======== ENTRIES SUPPLIED

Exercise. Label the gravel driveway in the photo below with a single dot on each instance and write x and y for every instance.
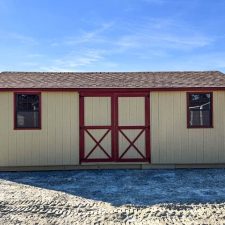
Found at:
(113, 197)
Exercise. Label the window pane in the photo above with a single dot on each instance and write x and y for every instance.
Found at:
(27, 119)
(200, 110)
(27, 111)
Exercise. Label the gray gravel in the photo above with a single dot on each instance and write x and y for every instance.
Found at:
(113, 197)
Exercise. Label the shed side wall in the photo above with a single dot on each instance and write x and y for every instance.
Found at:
(171, 140)
(57, 143)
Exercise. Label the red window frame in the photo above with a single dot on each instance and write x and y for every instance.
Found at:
(211, 110)
(39, 114)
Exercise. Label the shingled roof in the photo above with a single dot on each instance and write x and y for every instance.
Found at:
(111, 79)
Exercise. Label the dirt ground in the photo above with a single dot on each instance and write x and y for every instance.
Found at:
(113, 197)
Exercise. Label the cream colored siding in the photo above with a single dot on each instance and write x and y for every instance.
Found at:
(57, 143)
(173, 142)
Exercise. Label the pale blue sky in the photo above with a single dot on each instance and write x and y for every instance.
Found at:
(112, 35)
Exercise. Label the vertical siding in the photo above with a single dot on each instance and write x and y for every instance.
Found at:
(57, 143)
(173, 142)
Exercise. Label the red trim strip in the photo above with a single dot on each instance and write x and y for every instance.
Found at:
(113, 90)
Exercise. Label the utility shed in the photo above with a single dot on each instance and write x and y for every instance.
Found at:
(112, 120)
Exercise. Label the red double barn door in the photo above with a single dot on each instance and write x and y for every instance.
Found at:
(114, 127)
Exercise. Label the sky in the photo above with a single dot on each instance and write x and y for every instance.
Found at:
(112, 35)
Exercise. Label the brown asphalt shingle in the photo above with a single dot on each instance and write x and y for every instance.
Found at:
(111, 79)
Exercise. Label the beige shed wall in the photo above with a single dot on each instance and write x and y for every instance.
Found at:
(57, 143)
(173, 142)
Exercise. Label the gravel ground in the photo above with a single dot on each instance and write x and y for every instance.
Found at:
(113, 197)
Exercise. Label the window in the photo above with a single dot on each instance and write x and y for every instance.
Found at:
(199, 110)
(27, 111)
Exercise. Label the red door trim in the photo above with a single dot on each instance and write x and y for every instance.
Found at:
(115, 128)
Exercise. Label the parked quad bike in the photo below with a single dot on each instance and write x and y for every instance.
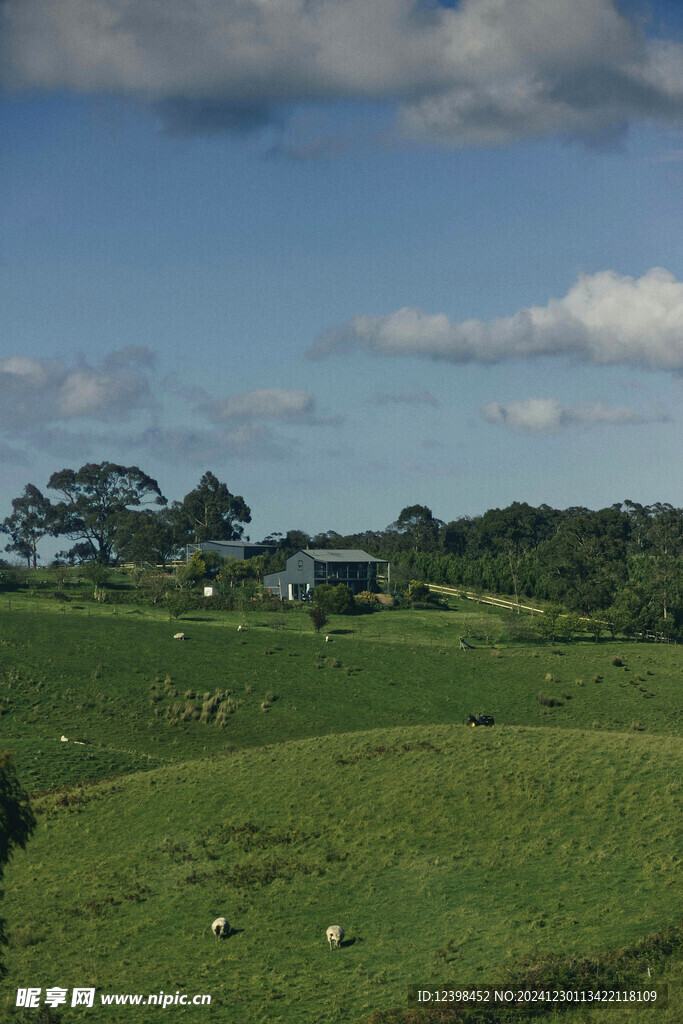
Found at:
(480, 720)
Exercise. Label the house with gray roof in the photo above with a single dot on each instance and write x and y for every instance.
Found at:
(307, 569)
(230, 549)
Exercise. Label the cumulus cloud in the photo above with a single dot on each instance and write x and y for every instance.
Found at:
(265, 403)
(604, 318)
(40, 391)
(549, 416)
(406, 398)
(198, 445)
(480, 72)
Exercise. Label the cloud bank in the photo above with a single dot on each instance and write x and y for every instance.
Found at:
(40, 391)
(482, 72)
(263, 403)
(406, 398)
(604, 318)
(545, 416)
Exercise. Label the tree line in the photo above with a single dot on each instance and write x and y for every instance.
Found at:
(623, 562)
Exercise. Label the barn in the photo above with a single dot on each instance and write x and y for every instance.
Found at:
(231, 549)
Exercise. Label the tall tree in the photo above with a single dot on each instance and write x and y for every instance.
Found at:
(145, 537)
(212, 513)
(418, 525)
(16, 822)
(33, 517)
(95, 499)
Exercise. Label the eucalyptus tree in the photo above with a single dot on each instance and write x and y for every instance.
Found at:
(33, 517)
(210, 512)
(95, 501)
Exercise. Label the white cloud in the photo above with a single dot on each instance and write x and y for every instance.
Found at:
(407, 398)
(483, 72)
(263, 403)
(604, 318)
(190, 445)
(278, 403)
(549, 416)
(40, 391)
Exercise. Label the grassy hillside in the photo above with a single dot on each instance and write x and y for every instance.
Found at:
(292, 783)
(444, 852)
(135, 697)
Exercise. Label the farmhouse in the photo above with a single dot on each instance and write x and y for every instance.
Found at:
(231, 549)
(307, 569)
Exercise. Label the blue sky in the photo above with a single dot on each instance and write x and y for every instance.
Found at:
(348, 256)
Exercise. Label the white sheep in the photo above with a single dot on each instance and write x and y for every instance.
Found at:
(220, 928)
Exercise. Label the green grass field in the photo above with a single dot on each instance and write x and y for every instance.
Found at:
(291, 783)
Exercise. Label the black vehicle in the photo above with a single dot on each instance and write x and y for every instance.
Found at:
(480, 720)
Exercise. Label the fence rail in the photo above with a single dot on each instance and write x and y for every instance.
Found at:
(499, 602)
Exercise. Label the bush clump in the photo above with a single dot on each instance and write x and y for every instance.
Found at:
(549, 701)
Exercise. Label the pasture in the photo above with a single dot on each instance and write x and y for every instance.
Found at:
(292, 783)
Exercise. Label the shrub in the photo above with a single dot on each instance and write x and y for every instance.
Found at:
(317, 616)
(549, 701)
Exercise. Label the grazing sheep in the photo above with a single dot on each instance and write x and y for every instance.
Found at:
(220, 928)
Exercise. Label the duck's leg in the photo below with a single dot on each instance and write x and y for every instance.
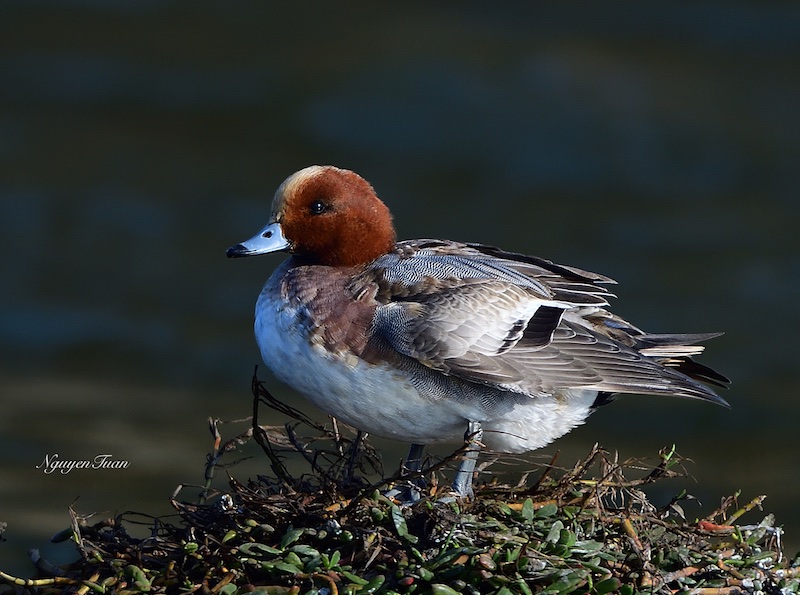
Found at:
(414, 458)
(462, 484)
(410, 493)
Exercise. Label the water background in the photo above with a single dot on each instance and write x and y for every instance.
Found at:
(658, 144)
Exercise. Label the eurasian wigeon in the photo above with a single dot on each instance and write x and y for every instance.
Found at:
(424, 340)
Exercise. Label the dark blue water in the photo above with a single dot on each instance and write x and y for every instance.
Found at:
(658, 145)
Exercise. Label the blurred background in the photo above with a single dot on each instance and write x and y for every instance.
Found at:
(658, 144)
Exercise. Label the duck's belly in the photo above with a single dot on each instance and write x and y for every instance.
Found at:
(374, 398)
(383, 401)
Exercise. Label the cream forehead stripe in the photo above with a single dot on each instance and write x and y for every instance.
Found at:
(291, 184)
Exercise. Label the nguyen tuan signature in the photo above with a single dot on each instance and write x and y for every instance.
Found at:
(52, 463)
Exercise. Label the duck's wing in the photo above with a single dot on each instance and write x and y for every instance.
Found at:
(522, 324)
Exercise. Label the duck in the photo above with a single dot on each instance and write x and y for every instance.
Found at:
(427, 341)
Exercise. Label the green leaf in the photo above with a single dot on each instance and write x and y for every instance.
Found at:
(547, 510)
(555, 532)
(440, 589)
(354, 578)
(527, 510)
(609, 585)
(290, 537)
(258, 550)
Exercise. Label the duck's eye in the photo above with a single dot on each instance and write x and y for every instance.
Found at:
(318, 207)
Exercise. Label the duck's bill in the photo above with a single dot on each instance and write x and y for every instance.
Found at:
(269, 239)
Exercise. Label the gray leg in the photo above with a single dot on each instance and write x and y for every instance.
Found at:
(414, 458)
(462, 484)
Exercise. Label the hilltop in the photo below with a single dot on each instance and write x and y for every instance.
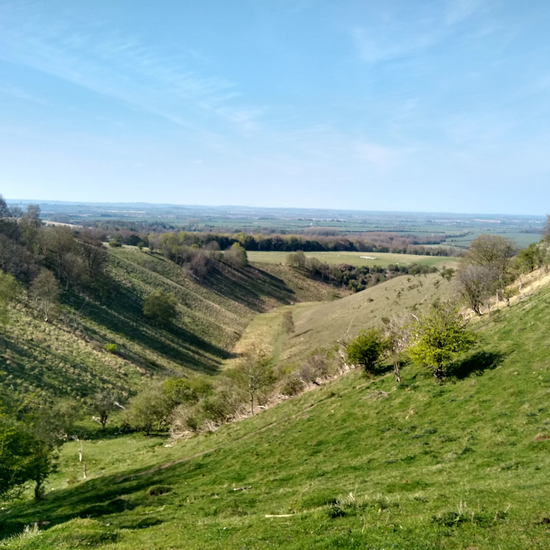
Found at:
(356, 463)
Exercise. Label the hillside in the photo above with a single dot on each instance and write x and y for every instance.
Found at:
(319, 326)
(358, 463)
(65, 357)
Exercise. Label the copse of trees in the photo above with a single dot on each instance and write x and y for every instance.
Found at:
(308, 241)
(355, 278)
(438, 335)
(77, 259)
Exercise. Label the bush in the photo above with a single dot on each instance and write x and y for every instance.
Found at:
(293, 385)
(111, 348)
(366, 350)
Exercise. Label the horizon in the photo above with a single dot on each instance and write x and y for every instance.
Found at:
(420, 106)
(225, 206)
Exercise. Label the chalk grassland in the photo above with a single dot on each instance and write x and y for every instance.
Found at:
(68, 358)
(358, 463)
(356, 258)
(320, 326)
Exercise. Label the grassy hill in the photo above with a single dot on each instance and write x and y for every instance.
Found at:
(318, 326)
(381, 259)
(358, 463)
(66, 357)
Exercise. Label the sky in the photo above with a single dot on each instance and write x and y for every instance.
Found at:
(411, 105)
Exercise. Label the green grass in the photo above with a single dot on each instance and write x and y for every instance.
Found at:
(421, 465)
(356, 258)
(66, 357)
(319, 325)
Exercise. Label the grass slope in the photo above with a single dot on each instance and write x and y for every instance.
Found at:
(355, 464)
(318, 326)
(380, 259)
(66, 357)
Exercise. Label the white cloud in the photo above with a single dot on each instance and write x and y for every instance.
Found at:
(120, 67)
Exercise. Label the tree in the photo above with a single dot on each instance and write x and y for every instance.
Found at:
(288, 322)
(366, 349)
(236, 256)
(254, 373)
(27, 447)
(438, 335)
(531, 257)
(475, 283)
(491, 251)
(160, 307)
(8, 292)
(103, 404)
(397, 335)
(150, 408)
(94, 255)
(45, 293)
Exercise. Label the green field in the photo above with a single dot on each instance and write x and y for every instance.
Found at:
(356, 258)
(356, 464)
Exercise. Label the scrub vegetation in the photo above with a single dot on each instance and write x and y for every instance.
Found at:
(180, 395)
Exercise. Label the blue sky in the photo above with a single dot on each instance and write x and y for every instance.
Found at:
(412, 105)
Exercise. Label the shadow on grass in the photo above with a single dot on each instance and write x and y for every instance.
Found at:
(95, 498)
(249, 286)
(476, 364)
(123, 314)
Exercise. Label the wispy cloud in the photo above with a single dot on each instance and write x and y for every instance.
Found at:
(121, 68)
(392, 35)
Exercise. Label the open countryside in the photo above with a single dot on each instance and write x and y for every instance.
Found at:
(274, 275)
(375, 259)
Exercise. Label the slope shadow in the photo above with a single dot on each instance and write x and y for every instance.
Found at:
(33, 366)
(172, 341)
(476, 364)
(248, 286)
(94, 498)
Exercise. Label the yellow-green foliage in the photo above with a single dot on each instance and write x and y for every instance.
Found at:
(355, 464)
(67, 356)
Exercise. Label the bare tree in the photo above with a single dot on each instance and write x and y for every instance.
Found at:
(475, 283)
(45, 293)
(254, 373)
(398, 335)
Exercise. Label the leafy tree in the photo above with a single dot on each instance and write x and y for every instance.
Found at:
(254, 373)
(531, 257)
(94, 255)
(236, 256)
(475, 283)
(366, 349)
(288, 322)
(438, 335)
(160, 307)
(8, 292)
(397, 335)
(491, 251)
(103, 404)
(45, 293)
(27, 447)
(150, 408)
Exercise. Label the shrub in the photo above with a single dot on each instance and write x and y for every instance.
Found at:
(293, 385)
(111, 348)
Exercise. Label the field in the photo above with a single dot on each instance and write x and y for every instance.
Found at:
(357, 258)
(357, 463)
(320, 326)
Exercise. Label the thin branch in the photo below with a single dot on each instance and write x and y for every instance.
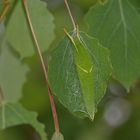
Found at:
(53, 108)
(70, 14)
(5, 10)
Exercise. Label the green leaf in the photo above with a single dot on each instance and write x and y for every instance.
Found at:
(116, 25)
(18, 32)
(2, 29)
(78, 73)
(57, 136)
(13, 114)
(12, 74)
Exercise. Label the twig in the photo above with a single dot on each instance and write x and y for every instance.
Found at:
(53, 108)
(70, 14)
(5, 10)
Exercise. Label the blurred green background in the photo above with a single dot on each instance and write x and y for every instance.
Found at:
(118, 116)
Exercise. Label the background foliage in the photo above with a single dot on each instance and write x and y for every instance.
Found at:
(118, 114)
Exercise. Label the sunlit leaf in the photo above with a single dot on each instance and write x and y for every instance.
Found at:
(117, 26)
(78, 73)
(18, 32)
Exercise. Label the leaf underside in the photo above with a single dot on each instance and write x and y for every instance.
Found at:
(65, 80)
(116, 25)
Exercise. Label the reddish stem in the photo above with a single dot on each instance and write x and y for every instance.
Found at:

================

Which lines above include the word "grassy"? Pick them out and copy them.

Exercise. Label the grassy hillside in the photo above with a single dot on each instance and write x and y for every instance.
Exercise. Label the grassy hill in the photo above with a single dot on each instance and write x and y for every instance.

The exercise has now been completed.